SHORT PROBLEM>
In the code review excerpt below, what does the reviewer propose passing in place of the bool?

EXCERPT>
We'll almost certainly want more flags here in future. I wonder if it's cleaner 
just to pass "fpb_t extra_flags" here instead of the bool, then OR them in. You 
can pass 0 or FPB_IGNORE_SOFT_DIRTY at your 2 callsites. No strong opinion 
though.

>  {
> -	const fpb_t flags = FPB_IGNORE_DIRTY | FPB_IGNORE_SOFT_DIRTY;
> +	fpb_t flags = FPB_IGNORE_DIRTY;
>  
> -	if (!folio_test_large(folio) || (max_nr_ptes == 1))
> +	if (ignore_soft_dirty)
> +		flags |= FPB_IGNORE_SOFT_DIRTY;
> +
> +	if (!folio || !folio_test_large(folio) || (max_nr_ptes == 1))

EXTRACTED INFORMATION>
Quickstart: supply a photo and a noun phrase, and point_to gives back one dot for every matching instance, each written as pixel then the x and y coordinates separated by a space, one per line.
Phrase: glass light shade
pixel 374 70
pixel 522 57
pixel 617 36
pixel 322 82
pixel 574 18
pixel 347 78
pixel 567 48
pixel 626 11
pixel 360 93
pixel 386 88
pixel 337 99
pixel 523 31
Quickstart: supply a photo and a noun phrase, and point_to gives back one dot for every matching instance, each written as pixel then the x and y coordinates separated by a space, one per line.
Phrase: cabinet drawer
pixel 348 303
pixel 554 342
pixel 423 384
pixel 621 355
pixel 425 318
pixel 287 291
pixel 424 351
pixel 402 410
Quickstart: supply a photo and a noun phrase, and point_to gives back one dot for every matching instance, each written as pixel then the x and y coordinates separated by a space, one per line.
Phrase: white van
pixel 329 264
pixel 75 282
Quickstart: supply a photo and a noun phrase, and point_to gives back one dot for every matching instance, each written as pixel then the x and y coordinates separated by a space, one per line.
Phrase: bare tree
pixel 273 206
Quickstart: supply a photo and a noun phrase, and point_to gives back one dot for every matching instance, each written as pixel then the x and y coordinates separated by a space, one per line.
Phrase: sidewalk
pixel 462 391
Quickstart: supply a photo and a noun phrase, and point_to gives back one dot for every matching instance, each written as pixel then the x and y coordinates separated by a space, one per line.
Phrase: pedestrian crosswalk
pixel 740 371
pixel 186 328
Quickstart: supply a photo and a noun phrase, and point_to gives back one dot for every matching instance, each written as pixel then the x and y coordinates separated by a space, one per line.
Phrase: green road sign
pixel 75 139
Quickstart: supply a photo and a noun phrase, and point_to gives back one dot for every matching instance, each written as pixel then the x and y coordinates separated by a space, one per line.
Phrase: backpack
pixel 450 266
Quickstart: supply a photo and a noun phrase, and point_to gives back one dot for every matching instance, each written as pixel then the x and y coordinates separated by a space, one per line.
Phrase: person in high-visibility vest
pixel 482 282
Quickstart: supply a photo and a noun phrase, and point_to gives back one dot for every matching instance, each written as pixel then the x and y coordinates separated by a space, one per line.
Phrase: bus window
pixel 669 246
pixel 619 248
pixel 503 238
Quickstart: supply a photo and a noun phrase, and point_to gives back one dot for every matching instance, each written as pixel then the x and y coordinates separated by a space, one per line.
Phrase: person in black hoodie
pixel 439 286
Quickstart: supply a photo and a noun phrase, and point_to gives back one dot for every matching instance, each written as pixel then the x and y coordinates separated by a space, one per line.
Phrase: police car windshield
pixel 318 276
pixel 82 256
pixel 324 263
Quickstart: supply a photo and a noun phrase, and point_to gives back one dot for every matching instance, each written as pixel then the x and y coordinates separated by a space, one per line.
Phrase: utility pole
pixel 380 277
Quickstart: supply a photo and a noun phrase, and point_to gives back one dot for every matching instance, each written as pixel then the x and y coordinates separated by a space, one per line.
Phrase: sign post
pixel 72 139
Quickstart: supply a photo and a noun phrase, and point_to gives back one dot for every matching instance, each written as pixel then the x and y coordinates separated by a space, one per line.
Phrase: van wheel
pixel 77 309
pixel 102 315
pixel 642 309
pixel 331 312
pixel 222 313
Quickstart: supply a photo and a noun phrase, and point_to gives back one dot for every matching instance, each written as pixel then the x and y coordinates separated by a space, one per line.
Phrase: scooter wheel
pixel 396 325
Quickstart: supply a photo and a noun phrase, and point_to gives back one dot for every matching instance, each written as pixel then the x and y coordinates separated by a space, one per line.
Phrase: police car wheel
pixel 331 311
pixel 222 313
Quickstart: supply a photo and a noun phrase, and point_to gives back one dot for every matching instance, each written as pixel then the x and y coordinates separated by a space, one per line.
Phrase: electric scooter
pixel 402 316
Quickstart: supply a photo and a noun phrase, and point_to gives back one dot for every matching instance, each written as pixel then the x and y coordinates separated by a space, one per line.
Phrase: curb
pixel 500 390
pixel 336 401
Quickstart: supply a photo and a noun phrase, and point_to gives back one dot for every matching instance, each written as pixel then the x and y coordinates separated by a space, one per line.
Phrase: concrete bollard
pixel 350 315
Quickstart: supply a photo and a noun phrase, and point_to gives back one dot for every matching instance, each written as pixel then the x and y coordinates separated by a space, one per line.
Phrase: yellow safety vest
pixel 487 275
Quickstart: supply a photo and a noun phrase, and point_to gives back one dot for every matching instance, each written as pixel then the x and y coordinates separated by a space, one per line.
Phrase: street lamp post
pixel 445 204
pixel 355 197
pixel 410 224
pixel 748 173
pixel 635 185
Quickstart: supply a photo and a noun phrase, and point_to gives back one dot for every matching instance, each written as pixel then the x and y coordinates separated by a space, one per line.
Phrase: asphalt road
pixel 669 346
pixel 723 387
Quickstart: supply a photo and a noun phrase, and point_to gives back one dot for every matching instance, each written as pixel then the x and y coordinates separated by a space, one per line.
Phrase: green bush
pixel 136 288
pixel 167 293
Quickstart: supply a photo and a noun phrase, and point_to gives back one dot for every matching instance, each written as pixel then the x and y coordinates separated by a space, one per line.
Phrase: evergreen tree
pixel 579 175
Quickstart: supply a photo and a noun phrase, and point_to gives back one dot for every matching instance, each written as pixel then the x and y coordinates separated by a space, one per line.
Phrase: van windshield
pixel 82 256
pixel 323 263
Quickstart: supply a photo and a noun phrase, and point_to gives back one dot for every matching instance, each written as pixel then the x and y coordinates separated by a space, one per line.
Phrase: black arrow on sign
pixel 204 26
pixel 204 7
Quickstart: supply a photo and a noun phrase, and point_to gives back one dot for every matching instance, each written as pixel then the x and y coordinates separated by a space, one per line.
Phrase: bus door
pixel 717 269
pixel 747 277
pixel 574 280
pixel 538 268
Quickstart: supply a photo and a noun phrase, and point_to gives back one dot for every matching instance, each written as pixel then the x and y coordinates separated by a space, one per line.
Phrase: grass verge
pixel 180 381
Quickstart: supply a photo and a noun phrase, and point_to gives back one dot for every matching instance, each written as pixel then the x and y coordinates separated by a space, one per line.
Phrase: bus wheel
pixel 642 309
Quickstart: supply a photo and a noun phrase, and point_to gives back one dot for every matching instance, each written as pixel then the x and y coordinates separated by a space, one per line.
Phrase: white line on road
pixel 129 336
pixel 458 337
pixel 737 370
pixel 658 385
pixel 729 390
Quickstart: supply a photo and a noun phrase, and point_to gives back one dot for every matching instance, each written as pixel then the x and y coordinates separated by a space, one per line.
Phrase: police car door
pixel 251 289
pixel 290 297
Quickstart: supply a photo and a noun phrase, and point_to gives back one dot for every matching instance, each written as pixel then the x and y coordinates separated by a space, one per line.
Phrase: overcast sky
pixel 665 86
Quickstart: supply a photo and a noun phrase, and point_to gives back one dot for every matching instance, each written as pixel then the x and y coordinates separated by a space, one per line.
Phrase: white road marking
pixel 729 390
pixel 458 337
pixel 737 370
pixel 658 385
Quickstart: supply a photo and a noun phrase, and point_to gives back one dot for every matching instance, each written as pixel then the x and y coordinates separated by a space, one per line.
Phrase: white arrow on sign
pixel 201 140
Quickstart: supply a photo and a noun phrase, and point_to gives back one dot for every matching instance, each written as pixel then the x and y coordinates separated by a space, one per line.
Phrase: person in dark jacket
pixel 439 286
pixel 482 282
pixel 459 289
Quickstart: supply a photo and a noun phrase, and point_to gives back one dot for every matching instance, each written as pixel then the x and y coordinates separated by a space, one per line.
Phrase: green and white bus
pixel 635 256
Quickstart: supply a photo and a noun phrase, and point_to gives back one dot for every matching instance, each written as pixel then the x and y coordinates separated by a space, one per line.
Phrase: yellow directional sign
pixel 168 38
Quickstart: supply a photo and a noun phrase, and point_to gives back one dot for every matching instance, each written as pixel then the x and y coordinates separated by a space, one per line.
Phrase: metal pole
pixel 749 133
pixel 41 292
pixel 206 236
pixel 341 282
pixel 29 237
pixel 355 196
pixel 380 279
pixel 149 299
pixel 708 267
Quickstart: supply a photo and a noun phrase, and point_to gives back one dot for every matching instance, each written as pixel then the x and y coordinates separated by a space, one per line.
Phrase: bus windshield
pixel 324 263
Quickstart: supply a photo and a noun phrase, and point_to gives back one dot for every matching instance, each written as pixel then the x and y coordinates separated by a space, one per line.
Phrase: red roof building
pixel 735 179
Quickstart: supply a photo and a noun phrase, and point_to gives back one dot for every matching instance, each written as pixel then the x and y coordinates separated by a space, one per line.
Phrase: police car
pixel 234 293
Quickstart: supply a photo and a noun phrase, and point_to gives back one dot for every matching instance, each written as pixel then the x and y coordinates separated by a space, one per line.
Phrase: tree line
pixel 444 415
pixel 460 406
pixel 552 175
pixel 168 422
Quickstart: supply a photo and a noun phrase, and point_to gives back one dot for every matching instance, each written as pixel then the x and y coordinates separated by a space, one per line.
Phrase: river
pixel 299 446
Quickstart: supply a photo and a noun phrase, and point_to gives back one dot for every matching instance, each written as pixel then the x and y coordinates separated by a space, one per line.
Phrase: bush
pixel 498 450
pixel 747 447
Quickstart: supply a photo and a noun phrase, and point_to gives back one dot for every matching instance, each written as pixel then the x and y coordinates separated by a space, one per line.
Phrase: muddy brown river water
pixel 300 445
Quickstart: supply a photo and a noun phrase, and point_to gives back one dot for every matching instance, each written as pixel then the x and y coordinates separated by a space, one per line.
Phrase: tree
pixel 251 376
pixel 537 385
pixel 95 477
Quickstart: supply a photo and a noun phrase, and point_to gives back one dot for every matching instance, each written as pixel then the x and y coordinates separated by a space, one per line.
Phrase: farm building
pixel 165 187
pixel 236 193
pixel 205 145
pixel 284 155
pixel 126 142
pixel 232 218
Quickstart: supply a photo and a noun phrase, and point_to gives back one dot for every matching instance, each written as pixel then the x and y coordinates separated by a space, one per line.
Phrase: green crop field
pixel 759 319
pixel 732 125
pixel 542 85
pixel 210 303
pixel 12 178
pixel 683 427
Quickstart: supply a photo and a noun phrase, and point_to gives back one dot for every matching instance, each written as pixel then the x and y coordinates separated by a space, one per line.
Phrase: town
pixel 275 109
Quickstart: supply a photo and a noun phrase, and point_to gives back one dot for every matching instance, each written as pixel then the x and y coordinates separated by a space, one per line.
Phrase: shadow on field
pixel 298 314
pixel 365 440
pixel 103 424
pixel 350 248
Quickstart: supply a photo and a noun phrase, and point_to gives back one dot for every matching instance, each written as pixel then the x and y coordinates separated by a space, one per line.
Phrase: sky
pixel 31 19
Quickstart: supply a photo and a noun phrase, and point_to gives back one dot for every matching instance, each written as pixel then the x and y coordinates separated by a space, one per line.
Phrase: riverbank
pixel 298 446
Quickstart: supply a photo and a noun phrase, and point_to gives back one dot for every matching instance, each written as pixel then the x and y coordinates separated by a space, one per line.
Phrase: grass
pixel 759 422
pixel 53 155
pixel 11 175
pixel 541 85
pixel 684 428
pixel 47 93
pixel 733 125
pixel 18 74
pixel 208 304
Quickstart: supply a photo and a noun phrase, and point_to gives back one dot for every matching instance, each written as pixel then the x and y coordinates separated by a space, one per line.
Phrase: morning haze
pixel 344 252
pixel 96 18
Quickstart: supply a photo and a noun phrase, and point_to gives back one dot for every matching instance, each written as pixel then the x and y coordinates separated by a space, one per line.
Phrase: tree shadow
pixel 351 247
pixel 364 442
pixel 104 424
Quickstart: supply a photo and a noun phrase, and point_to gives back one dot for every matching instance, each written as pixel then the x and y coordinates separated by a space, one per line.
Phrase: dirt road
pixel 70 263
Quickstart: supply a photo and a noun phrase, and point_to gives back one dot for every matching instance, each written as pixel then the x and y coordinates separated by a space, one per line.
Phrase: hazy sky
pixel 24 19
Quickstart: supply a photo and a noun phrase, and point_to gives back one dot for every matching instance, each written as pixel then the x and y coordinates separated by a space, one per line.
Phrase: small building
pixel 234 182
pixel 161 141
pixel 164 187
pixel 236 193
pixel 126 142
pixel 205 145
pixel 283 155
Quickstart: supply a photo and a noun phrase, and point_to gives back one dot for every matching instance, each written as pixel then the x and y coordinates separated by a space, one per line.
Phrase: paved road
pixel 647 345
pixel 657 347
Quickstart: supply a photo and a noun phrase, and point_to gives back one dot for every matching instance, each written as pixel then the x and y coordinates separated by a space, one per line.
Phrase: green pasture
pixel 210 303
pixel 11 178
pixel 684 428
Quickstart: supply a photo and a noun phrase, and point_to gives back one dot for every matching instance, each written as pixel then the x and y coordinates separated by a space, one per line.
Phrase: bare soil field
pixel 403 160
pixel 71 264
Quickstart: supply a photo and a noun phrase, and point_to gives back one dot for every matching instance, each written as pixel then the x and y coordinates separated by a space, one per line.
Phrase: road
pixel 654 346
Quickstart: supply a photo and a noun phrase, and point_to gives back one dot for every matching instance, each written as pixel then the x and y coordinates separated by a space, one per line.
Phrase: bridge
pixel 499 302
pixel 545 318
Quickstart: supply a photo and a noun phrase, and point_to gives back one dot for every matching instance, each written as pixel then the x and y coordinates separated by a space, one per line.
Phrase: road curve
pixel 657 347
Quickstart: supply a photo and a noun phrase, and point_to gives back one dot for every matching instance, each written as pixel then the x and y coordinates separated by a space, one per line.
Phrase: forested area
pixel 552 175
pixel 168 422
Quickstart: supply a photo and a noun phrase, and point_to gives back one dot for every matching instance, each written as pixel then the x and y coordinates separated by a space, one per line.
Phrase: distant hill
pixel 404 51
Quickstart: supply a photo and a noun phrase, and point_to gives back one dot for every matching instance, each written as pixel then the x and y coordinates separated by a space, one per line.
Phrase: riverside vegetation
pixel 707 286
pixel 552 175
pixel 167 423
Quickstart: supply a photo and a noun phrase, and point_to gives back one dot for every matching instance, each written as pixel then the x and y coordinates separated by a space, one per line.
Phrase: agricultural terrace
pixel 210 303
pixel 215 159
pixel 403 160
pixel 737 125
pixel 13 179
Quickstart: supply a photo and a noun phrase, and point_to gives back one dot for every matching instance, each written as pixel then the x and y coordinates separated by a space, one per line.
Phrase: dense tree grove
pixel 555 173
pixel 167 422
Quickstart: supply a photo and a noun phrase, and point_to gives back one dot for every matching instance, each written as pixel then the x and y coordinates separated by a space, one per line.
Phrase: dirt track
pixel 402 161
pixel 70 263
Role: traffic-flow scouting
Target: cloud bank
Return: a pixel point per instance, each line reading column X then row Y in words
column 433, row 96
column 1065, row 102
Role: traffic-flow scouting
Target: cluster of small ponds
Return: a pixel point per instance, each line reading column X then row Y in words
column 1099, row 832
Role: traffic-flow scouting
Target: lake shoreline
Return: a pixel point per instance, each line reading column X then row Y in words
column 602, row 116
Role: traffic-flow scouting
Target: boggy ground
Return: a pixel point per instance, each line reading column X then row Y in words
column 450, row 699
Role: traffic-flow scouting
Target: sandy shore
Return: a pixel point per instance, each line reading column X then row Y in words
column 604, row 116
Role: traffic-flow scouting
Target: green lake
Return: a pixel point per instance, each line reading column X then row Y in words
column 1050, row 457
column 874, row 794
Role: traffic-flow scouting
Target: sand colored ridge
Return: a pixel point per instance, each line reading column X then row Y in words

FULL RESPONSE>
An "fpb_t extra_flags" argument whose flags are then ORed in.